--- START ---
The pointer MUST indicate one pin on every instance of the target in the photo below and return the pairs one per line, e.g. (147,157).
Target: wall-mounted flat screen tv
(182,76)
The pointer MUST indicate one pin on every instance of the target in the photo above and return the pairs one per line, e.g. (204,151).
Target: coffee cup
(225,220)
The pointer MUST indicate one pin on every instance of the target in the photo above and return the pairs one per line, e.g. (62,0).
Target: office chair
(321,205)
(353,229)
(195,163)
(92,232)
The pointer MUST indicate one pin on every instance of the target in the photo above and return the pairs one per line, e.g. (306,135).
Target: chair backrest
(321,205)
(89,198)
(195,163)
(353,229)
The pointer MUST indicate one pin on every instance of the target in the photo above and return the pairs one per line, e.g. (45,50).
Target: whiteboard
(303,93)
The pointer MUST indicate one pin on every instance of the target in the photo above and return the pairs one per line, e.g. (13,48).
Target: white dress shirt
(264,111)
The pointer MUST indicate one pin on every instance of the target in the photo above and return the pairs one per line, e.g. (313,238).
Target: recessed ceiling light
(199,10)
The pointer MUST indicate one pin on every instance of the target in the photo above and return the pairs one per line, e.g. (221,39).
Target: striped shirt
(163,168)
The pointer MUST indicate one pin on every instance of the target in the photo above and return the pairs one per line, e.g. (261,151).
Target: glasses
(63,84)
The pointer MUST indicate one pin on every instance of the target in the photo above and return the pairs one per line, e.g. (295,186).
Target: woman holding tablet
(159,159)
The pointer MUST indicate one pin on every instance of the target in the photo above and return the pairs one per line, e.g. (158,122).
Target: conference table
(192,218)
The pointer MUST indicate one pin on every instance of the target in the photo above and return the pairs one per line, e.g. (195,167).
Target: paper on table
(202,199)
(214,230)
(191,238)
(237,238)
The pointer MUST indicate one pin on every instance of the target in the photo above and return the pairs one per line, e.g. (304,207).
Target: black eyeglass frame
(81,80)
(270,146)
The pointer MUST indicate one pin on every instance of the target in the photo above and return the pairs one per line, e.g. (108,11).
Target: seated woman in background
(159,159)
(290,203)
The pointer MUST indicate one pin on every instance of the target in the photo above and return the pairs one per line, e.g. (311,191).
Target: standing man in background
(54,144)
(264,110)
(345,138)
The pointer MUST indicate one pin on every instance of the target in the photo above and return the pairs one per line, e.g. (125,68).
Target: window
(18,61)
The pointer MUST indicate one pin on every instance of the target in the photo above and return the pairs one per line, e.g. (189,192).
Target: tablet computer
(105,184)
--- END ---
Here the job is to set down exactly the lines of the material above that fall between the one with "Target: wall-mounted flat screen tv" and the one with "line, e.g. (13,48).", inclusive, and nothing beyond them.

Target: wall-mounted flat screen tv
(182,76)
The pointer MUST indicate one pin on every instance of the target in the photo above and return the pairs one per line, e.g. (204,151).
Target: coffee cup
(225,220)
The pointer MUST indicate one pin on every instance of the target in the photo above and return the pairs one per line, e.g. (62,0).
Target: office chair
(321,205)
(353,229)
(195,163)
(92,232)
The pointer MUST indicate one pin on every instance of the target in the photo above and return the pairs one per line, e.g. (306,135).
Target: chair backrest
(321,205)
(89,198)
(195,163)
(353,229)
The pointer MUST indicate one pin on every instance of the target in the photo above and return the pairs one per line, e.g. (45,50).
Target: whiteboard
(303,93)
The pointer MUST indicate one pin on every instance of the target in the photo above and return the pairs one per line, e.g. (13,48).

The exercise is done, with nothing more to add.